■ **Aim**
Copy out exactly the lines from the line containing "If you could spot the american" to the end of the listing.
* BEGIN Exercise inputs *
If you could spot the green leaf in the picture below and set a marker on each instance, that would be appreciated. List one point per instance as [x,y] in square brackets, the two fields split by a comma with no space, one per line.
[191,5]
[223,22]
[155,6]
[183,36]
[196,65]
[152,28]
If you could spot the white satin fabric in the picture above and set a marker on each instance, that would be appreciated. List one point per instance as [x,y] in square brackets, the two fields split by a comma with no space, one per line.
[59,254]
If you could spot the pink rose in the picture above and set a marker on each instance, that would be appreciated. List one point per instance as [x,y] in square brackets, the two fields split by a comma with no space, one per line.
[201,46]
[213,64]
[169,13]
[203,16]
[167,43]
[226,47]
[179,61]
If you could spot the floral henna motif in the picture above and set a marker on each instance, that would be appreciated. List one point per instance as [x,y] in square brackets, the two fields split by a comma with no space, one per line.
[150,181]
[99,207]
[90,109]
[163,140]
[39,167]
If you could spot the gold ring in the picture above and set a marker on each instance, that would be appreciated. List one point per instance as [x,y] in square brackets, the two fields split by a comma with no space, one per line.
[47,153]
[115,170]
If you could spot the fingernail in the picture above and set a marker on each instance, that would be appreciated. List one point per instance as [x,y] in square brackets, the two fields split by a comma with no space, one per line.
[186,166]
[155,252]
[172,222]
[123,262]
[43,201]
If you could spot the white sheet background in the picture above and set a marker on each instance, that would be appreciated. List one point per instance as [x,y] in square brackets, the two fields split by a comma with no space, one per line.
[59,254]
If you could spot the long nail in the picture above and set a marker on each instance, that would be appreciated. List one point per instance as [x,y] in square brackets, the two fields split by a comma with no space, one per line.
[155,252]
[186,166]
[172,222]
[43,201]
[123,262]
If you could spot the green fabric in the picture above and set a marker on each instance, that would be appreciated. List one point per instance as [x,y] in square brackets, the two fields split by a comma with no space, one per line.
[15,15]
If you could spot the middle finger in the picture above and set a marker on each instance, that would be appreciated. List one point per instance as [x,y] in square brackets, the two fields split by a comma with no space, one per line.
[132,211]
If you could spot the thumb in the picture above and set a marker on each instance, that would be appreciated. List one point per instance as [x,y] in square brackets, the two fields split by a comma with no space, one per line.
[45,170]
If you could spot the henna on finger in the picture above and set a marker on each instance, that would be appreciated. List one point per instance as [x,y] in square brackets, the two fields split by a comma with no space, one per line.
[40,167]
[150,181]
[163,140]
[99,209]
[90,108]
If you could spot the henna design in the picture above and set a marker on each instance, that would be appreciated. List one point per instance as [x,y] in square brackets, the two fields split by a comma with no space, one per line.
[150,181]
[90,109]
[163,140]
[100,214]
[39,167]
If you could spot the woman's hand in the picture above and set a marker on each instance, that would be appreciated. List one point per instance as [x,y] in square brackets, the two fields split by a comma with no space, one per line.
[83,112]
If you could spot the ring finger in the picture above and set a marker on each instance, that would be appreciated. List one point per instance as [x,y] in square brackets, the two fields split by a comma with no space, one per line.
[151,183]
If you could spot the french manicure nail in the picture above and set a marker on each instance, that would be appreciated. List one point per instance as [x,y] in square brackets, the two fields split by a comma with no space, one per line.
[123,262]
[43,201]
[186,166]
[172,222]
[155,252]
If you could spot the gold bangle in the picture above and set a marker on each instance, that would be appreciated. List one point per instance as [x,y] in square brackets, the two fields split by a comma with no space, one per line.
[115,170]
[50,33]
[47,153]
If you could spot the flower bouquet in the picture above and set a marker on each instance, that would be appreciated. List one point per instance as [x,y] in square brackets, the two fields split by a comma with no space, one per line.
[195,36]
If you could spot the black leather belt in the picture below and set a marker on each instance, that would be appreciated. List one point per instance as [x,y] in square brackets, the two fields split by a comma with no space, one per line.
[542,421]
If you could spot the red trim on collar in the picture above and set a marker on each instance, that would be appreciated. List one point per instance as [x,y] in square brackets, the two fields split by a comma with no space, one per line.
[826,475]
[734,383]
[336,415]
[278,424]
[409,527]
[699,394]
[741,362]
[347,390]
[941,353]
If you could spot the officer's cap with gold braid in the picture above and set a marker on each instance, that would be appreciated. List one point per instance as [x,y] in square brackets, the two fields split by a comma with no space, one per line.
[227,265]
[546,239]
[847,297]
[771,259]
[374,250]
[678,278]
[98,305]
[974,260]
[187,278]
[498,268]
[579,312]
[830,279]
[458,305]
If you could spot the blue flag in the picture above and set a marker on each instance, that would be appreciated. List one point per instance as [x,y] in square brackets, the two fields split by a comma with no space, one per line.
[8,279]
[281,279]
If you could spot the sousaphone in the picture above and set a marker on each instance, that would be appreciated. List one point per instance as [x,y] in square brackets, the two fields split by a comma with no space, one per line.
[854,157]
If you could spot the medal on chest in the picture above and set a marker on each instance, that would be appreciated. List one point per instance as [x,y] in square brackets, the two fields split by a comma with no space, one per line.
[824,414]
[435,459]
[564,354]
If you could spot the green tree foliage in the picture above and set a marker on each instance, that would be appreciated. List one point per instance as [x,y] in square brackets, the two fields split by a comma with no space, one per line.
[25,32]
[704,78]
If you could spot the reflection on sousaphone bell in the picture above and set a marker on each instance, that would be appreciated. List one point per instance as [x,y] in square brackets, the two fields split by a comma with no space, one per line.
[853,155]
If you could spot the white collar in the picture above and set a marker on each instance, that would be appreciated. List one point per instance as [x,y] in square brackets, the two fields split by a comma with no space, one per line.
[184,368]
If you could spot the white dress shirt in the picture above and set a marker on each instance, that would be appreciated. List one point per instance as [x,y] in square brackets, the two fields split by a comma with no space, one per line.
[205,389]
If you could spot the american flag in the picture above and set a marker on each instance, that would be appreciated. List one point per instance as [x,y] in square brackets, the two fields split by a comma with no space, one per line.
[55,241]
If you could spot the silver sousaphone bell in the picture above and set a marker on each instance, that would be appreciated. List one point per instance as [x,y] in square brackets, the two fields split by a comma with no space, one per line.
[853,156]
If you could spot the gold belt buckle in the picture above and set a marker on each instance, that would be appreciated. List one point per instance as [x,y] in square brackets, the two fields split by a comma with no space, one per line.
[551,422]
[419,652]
* END Exercise inputs *
■ **Exercise result**
If you could spot the american flag in the picture above and set a marker on each instance, that would be appreciated. List one point per instance as [x,y] in square brackets, the two fields split by a comma with no space, one per line.
[55,241]
If you could spot the silver sousaphone bell in the picture above and set a marker on each instance, that would be appreciated. List one point per instance as [x,y] in square brackets, the two fields split by a comma with no space, one per line.
[853,156]
If you could spot the gold belt buckle in the picture above and set a marker on each instance, that would be appreciated. List one point per instance as [x,y] in square brackets, the two fields split by a comma with no space, one per line.
[551,422]
[419,652]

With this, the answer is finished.